### EXERCISE OBJECTIVE
Reproduce verbatim the items starting at the line that contains "Every instance of the blue umbrella" and ending at the last of the items, both ends included.

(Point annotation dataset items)
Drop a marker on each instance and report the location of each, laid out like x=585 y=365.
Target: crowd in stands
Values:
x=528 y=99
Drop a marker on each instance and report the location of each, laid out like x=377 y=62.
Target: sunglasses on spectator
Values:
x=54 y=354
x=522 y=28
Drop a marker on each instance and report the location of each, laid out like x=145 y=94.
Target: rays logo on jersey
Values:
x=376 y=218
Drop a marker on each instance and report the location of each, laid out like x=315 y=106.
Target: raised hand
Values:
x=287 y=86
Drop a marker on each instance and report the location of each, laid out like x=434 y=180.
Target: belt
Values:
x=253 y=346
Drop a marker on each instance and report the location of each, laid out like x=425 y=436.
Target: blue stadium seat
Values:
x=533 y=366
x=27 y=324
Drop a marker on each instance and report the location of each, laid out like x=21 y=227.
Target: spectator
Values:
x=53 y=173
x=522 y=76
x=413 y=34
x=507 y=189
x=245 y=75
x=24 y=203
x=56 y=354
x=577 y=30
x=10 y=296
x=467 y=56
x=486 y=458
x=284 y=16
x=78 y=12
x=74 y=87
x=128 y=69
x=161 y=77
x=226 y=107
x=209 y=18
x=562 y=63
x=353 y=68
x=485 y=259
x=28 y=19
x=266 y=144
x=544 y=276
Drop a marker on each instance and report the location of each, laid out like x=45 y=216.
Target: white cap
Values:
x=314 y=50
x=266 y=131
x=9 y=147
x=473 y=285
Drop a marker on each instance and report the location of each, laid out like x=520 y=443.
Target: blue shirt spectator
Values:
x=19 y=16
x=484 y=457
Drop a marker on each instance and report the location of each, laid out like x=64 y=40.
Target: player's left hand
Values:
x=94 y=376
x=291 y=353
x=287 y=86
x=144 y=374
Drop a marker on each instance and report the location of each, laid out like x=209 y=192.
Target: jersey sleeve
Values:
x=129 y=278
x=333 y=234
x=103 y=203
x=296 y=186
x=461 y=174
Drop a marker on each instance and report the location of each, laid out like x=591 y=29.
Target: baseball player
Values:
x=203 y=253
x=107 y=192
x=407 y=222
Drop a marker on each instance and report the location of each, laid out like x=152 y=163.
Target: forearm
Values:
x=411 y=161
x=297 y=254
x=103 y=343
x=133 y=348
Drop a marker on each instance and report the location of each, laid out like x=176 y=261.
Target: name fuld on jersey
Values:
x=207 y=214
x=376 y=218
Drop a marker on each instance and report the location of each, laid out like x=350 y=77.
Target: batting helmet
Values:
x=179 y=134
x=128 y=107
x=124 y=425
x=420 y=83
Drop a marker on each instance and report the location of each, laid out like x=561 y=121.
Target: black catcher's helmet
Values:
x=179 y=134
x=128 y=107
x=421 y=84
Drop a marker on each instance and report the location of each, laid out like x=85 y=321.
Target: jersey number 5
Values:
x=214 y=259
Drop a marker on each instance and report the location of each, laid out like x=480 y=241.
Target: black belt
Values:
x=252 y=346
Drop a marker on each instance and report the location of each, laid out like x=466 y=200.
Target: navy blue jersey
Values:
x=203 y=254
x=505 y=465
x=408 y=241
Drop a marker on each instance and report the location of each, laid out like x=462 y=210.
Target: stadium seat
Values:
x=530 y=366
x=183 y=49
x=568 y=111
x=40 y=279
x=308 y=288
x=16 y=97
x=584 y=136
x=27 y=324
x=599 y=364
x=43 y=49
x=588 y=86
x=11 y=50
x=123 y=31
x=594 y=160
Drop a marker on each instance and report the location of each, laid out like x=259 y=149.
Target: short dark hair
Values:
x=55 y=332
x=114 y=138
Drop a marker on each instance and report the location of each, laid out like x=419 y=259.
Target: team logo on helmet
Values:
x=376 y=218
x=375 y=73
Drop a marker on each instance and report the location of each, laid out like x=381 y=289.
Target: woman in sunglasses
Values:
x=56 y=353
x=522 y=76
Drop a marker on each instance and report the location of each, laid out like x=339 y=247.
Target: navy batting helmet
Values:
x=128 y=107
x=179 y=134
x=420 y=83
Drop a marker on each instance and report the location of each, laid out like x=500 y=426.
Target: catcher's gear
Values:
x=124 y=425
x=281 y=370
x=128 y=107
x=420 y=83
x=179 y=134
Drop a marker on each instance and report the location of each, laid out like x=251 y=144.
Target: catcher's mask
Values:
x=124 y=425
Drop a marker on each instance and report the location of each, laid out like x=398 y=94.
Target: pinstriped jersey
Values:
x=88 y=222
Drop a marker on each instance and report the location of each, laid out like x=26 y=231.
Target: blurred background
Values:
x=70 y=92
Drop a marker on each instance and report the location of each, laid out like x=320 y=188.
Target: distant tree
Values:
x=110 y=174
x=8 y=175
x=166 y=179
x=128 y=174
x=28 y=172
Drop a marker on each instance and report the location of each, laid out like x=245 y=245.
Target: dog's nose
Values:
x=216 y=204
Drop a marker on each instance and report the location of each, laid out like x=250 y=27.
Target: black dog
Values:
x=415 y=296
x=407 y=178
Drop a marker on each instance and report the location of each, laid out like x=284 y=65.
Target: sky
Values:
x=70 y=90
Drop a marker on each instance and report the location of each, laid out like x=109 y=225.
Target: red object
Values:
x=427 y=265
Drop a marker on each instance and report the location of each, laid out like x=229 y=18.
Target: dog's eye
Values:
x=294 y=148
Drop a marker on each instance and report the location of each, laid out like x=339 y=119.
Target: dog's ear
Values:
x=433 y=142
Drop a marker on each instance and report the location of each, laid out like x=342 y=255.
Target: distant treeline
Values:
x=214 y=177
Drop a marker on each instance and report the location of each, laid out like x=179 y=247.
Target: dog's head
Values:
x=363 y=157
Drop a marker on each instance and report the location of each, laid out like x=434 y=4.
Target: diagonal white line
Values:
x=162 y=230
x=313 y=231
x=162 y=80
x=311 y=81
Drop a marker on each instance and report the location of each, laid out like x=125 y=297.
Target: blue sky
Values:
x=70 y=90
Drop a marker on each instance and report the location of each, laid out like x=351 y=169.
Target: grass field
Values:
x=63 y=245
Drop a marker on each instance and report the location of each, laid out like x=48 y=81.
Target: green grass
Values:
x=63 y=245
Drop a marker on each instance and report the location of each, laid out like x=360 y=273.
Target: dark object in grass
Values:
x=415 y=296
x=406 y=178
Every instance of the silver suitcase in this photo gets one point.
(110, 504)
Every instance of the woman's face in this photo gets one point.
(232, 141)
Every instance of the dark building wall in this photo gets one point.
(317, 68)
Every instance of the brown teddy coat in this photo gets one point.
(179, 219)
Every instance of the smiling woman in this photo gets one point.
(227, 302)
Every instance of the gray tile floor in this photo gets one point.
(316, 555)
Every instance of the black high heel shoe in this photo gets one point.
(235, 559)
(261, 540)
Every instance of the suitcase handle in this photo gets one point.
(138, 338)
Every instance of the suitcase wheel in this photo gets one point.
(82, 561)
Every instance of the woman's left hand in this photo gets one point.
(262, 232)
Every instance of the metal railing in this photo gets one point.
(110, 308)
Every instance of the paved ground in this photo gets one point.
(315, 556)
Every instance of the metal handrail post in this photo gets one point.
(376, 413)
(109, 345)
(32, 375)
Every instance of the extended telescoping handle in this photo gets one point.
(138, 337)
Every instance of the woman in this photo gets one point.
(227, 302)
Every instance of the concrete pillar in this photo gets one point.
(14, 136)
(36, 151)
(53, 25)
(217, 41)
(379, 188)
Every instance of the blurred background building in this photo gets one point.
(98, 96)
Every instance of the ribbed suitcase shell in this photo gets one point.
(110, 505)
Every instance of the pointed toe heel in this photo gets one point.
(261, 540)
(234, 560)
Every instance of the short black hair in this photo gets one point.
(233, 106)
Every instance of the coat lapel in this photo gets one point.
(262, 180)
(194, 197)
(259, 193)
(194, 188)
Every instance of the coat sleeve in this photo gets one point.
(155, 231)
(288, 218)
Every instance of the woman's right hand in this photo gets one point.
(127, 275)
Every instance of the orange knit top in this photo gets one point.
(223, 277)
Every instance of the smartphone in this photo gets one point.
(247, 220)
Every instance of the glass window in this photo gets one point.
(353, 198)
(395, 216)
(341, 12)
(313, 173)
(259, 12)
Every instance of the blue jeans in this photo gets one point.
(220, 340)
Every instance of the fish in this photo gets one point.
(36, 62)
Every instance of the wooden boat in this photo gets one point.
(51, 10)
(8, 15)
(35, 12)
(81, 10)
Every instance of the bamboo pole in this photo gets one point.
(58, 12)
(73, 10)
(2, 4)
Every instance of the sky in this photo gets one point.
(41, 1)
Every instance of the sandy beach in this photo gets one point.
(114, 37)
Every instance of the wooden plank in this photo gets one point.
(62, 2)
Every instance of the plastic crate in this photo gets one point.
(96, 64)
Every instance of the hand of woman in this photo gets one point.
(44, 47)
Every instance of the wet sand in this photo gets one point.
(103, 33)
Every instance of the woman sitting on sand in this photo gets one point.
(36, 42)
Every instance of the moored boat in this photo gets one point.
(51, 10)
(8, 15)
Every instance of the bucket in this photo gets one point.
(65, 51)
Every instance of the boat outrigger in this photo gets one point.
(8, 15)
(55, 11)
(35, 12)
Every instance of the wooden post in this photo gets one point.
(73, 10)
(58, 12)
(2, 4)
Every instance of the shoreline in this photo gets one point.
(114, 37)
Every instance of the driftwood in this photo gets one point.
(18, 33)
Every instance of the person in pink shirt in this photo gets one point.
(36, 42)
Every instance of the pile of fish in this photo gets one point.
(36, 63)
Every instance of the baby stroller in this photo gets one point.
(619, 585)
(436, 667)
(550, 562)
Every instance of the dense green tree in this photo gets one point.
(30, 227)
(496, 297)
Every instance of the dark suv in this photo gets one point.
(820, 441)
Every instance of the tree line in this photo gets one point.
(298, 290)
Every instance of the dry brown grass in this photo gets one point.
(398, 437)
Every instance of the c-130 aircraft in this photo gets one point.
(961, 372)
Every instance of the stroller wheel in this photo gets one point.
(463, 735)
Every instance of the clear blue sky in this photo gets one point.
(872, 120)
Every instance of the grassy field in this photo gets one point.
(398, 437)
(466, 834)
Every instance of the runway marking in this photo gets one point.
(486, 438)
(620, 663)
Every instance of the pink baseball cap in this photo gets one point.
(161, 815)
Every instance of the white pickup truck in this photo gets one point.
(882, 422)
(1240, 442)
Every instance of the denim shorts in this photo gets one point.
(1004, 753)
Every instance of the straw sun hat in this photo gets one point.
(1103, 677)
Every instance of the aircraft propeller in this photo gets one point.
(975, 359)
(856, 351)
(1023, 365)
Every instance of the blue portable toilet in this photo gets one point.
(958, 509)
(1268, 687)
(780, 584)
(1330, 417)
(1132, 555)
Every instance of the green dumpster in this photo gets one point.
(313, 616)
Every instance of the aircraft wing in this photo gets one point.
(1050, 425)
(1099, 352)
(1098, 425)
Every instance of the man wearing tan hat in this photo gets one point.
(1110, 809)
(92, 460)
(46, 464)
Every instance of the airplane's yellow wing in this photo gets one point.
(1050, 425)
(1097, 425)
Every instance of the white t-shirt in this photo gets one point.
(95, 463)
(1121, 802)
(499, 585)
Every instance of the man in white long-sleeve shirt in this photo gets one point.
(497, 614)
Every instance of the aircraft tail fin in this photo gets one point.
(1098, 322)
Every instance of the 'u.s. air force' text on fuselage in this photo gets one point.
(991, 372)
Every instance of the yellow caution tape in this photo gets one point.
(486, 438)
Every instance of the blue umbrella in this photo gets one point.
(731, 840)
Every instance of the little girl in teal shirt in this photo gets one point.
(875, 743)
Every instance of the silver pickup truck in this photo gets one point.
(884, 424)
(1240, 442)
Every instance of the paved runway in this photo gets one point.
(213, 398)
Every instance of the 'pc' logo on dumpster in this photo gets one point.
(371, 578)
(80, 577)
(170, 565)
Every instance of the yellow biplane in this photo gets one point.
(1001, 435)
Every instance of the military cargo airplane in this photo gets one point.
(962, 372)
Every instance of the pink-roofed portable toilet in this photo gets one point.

### REPLY TO THE EXERCISE
Every instance of the blue umbrella in this photo gets one point.
(731, 840)
Every instance of the little girl in teal shirt in this photo gets one point.
(875, 743)
Every instance of the silver pickup truck in this photo gets one point.
(884, 424)
(1240, 442)
Every instance of the paved runway in this photo gets one point.
(213, 398)
Every instance of the 'pc' logo on dumpster in this photo gets one point.
(371, 578)
(80, 577)
(170, 565)
Every instance of the yellow biplane in this photo gets one point.
(1001, 435)
Every instance of the military cargo airplane in this photo gets one point.
(962, 372)
Every instance of the pink-roofed portable toilet in this photo gets one point.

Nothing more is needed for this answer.